* Assignment
Copy every line of the records exactly, without including the images.

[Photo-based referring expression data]
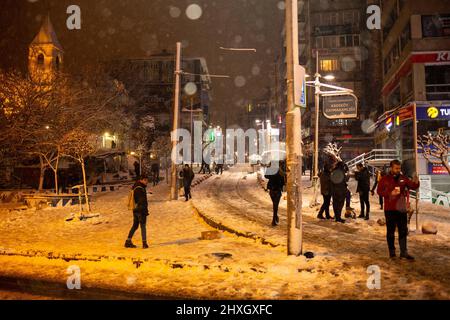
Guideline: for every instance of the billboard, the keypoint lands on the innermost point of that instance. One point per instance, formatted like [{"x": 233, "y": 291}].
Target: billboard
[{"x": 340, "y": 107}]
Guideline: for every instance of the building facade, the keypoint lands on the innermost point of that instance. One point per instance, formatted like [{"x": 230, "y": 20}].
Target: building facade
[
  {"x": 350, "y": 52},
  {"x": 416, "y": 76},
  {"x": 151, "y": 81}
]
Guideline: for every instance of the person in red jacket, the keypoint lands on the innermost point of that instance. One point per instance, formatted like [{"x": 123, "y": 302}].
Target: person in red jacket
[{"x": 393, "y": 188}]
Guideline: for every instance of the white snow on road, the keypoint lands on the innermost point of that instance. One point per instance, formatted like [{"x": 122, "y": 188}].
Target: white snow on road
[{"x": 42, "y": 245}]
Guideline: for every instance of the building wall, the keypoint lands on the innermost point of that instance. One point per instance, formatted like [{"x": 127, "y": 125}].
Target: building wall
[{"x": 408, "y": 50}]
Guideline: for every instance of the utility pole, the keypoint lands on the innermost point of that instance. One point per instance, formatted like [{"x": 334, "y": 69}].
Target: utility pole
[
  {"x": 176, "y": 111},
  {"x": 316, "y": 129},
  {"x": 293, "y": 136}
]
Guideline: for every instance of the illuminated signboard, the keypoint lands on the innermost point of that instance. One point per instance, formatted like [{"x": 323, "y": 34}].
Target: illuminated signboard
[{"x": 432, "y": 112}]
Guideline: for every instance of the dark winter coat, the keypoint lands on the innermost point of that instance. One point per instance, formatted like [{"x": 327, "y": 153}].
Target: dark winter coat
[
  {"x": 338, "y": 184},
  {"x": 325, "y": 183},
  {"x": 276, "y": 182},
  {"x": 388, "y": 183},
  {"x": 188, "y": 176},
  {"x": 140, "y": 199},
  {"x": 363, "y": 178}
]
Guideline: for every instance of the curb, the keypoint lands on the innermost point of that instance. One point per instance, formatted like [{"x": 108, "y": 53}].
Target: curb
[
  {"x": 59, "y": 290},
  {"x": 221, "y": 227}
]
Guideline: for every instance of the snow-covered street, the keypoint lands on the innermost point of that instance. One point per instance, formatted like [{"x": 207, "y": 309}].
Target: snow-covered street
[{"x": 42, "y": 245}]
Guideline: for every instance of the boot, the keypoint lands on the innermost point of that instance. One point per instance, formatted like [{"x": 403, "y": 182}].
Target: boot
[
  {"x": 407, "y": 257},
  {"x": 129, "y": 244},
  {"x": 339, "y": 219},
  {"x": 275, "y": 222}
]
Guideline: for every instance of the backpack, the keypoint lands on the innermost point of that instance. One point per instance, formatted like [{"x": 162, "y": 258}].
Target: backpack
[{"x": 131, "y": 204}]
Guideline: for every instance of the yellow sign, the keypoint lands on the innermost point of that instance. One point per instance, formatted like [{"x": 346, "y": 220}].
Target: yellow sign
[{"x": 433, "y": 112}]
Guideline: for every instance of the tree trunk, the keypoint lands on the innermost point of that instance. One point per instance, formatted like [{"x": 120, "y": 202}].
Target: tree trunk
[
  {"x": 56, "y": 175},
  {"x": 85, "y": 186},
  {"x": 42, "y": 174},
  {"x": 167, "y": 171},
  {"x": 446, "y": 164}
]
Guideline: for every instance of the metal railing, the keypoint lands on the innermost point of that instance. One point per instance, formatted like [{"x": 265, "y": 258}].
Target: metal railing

* Written answer
Guideline: for every instance of the billboard, the keypoint lands on the innermost point of that instance. One point per instance, formatted like [{"x": 233, "y": 291}].
Target: billboard
[{"x": 340, "y": 107}]
Guideline: for every instance of the building facade, the keypoint lands on the innermost point of that instance. One point per instance, formatted like [{"x": 230, "y": 20}].
Target: building facade
[
  {"x": 350, "y": 52},
  {"x": 416, "y": 76},
  {"x": 151, "y": 81}
]
Guideline: for every instance of the person in red jacket, the keypoint lands on the innermost point of that instance. One point per instance, formatted like [{"x": 123, "y": 302}].
Target: person in red jacket
[{"x": 393, "y": 188}]
Guideline: for every instance of the white snow on road, the keypoint lands on the innermost point of that instance. One point per instance, formatted like [{"x": 122, "y": 188}].
Target: white snow on road
[{"x": 42, "y": 245}]
Guideline: for every instance of the building wall, the keypoint lands on the innermost point of that instance. One point per instance, formatted like [{"x": 127, "y": 125}].
Target: building wall
[{"x": 408, "y": 50}]
Guideline: for every instance of the utility pole, the keypoint lands on the innermost point of that instance. One point per instance, formatted like [{"x": 334, "y": 69}].
Target: utility pole
[
  {"x": 176, "y": 111},
  {"x": 316, "y": 129},
  {"x": 293, "y": 136}
]
Guideline: for every instance of the illuminated signboard, the keypoint lands on the innermost point of that instance. One point per instance, formatted like [{"x": 323, "y": 34}].
Target: illuminated signboard
[{"x": 432, "y": 112}]
Guideline: for every instance of the dark winter coat, the keypoint lands on the innermost point of that instance. One point per instance, formatted like [{"x": 327, "y": 153}].
Target: dark winter coat
[
  {"x": 338, "y": 184},
  {"x": 325, "y": 183},
  {"x": 276, "y": 182},
  {"x": 388, "y": 183},
  {"x": 188, "y": 176},
  {"x": 140, "y": 199},
  {"x": 363, "y": 178}
]
Guideline: for every instance of the curb, the keypoint lands on the innermost point of that instance. One point per instance, formatted like [{"x": 108, "y": 53}].
Target: curb
[
  {"x": 59, "y": 290},
  {"x": 221, "y": 227}
]
Guideline: for every instance of the snow-covered street, the keypoint lands on the innermost point of that instance. One point per instance, formatted like [{"x": 207, "y": 309}].
Target: snow-covered street
[{"x": 42, "y": 245}]
Guideline: for every instance of the boot, the keypoint lands on the innermost point of that instance. One point per instance, formatted like [{"x": 403, "y": 182}].
Target: boot
[
  {"x": 407, "y": 257},
  {"x": 129, "y": 244},
  {"x": 339, "y": 219},
  {"x": 275, "y": 222}
]
Guideline: for every instance of the backpack, the keypoint lands on the innermost point of that instance. One point per instance, formatted like [{"x": 162, "y": 258}].
Target: backpack
[{"x": 131, "y": 204}]
Guideline: for every instance of the yellow sign, the keypoint lands on the innermost point of that instance. One point per instance, formatted like [{"x": 346, "y": 220}].
Target: yellow sign
[{"x": 433, "y": 112}]
Guideline: for every instance of the tree trunk, the keypoint lands on the innermost point of that instance. One point per instance, formatted like [{"x": 120, "y": 202}].
Target: tree trunk
[
  {"x": 56, "y": 175},
  {"x": 85, "y": 186},
  {"x": 42, "y": 174},
  {"x": 167, "y": 171},
  {"x": 446, "y": 164}
]
Guideline: for every instance of the metal railing, the keypoint lands on the innermost point of that instance. One point per instance, formatted like [{"x": 265, "y": 258}].
Target: metal railing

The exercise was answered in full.